### Directive
How many lines in the material below contain the word "uniform"? Give only the number.

————————

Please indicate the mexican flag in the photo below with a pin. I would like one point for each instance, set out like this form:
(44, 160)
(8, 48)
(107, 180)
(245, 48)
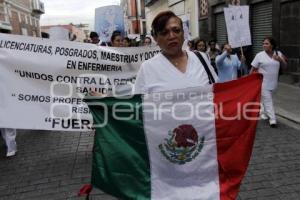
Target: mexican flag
(187, 144)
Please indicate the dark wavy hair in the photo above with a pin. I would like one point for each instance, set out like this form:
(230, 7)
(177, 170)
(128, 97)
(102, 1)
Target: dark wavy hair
(160, 21)
(272, 42)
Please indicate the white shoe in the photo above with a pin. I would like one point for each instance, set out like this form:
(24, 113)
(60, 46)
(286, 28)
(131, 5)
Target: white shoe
(11, 153)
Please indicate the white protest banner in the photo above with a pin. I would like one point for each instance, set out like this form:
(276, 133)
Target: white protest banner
(42, 82)
(237, 24)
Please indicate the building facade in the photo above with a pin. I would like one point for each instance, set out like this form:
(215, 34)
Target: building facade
(76, 32)
(277, 18)
(134, 16)
(21, 17)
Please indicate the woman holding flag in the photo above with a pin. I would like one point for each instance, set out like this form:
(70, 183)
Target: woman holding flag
(173, 68)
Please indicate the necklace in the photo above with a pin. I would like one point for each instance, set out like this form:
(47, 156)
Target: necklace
(176, 63)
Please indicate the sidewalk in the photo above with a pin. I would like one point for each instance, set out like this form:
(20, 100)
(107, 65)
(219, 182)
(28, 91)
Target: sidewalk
(287, 102)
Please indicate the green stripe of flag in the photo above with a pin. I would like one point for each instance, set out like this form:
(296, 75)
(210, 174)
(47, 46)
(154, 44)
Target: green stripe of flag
(120, 156)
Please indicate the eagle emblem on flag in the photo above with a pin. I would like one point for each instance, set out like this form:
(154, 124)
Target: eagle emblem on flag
(183, 145)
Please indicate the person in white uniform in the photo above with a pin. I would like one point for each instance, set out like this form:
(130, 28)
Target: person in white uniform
(173, 68)
(9, 136)
(268, 63)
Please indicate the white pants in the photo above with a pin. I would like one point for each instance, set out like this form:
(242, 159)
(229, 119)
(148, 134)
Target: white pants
(9, 136)
(268, 108)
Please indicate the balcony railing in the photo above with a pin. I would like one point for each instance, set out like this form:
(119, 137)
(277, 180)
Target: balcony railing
(149, 2)
(38, 7)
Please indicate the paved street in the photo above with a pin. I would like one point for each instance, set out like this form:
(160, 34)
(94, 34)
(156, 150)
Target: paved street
(54, 165)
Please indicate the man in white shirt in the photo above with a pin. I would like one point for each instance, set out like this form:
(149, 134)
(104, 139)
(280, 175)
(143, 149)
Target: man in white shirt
(9, 136)
(268, 63)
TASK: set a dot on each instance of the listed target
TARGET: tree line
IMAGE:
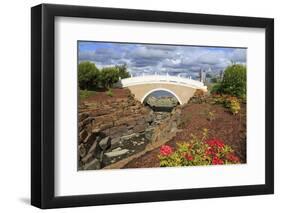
(91, 78)
(234, 81)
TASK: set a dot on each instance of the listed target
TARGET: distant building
(202, 76)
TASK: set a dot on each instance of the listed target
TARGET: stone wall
(102, 126)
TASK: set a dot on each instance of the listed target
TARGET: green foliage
(109, 93)
(122, 70)
(234, 80)
(88, 75)
(233, 83)
(109, 76)
(197, 151)
(216, 88)
(230, 102)
(91, 78)
(211, 115)
(85, 94)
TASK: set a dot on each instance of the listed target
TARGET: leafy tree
(122, 70)
(234, 80)
(88, 75)
(109, 76)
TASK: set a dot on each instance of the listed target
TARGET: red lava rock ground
(101, 96)
(227, 127)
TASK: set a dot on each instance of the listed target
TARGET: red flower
(188, 157)
(166, 150)
(209, 151)
(233, 158)
(217, 161)
(215, 142)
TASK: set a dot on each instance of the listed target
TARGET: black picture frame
(43, 102)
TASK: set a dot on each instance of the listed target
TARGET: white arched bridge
(182, 88)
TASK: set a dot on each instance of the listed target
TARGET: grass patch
(83, 94)
(109, 93)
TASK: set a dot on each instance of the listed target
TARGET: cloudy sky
(150, 58)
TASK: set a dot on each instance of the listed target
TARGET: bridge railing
(161, 78)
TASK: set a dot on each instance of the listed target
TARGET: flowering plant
(198, 151)
(230, 102)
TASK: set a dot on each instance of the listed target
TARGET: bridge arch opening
(161, 99)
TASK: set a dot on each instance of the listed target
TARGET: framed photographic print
(140, 106)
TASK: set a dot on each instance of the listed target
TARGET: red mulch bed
(227, 127)
(101, 96)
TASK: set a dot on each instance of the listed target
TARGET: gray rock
(105, 143)
(116, 152)
(82, 150)
(93, 147)
(94, 164)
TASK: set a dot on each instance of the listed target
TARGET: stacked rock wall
(101, 126)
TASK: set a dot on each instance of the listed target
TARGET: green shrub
(88, 75)
(234, 80)
(109, 93)
(232, 103)
(198, 151)
(216, 88)
(85, 94)
(122, 71)
(109, 76)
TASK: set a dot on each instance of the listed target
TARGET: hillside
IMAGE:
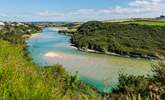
(122, 38)
(22, 79)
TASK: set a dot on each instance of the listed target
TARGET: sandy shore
(53, 55)
(58, 28)
(34, 35)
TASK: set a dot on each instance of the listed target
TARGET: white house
(2, 24)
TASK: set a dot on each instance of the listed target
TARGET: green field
(140, 22)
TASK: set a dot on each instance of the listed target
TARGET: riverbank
(119, 55)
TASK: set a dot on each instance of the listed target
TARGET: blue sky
(78, 10)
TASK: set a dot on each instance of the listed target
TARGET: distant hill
(162, 17)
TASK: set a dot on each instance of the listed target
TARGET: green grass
(145, 22)
(21, 79)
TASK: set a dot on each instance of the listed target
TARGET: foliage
(125, 39)
(149, 88)
(21, 79)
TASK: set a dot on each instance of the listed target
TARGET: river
(99, 70)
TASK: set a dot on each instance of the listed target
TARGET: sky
(79, 10)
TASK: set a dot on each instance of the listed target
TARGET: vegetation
(145, 22)
(21, 79)
(144, 88)
(126, 39)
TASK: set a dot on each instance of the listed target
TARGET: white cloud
(135, 8)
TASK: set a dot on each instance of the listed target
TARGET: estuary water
(99, 70)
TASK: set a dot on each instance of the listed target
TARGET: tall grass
(22, 80)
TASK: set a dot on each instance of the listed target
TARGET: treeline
(22, 79)
(125, 39)
(15, 33)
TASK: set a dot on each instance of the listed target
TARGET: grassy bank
(22, 79)
(146, 41)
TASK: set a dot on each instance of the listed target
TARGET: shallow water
(49, 47)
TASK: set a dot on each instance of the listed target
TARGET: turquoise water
(99, 70)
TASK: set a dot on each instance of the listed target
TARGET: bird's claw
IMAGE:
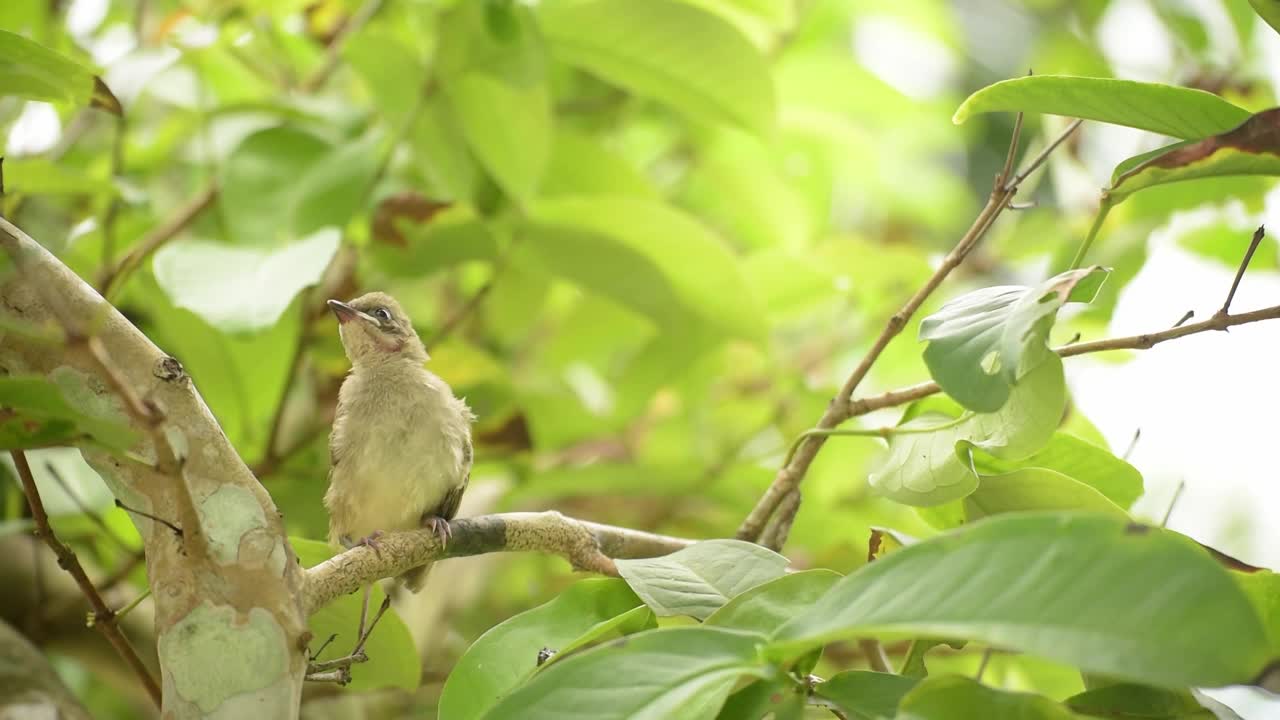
(370, 541)
(440, 528)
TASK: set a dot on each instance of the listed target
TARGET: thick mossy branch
(588, 546)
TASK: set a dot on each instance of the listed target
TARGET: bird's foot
(440, 528)
(370, 541)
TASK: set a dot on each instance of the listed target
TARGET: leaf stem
(1104, 209)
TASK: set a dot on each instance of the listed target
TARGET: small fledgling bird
(400, 455)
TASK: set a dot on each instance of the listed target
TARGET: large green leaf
(35, 72)
(493, 69)
(35, 413)
(1034, 488)
(982, 343)
(672, 51)
(1093, 591)
(1178, 112)
(283, 183)
(1079, 460)
(1249, 149)
(932, 466)
(700, 578)
(506, 656)
(241, 288)
(393, 661)
(766, 607)
(645, 255)
(666, 674)
(1127, 700)
(864, 695)
(951, 697)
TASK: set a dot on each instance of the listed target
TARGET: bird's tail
(415, 579)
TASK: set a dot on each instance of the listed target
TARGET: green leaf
(932, 468)
(1127, 700)
(393, 661)
(283, 183)
(37, 176)
(1111, 597)
(1176, 112)
(452, 237)
(1262, 588)
(671, 673)
(35, 413)
(1249, 149)
(982, 343)
(1034, 488)
(865, 695)
(777, 695)
(1079, 460)
(645, 255)
(700, 578)
(492, 68)
(241, 288)
(766, 607)
(506, 656)
(670, 51)
(35, 72)
(951, 697)
(1269, 10)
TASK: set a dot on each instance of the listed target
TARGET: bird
(400, 452)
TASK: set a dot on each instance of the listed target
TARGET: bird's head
(375, 329)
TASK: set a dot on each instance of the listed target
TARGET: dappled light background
(702, 278)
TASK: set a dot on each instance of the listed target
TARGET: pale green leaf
(664, 674)
(951, 697)
(492, 68)
(507, 655)
(242, 288)
(932, 466)
(645, 255)
(671, 51)
(699, 579)
(1095, 591)
(1176, 112)
(982, 343)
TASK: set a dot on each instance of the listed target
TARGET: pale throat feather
(400, 446)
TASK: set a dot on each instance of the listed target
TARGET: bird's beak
(343, 311)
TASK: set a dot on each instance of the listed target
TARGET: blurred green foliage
(648, 240)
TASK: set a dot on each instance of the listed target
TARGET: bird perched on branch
(400, 455)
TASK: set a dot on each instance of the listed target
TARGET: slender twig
(94, 516)
(901, 396)
(115, 276)
(113, 206)
(176, 529)
(982, 664)
(789, 478)
(874, 652)
(1244, 264)
(1173, 502)
(103, 615)
(461, 314)
(1133, 443)
(333, 53)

————————

### Written response
2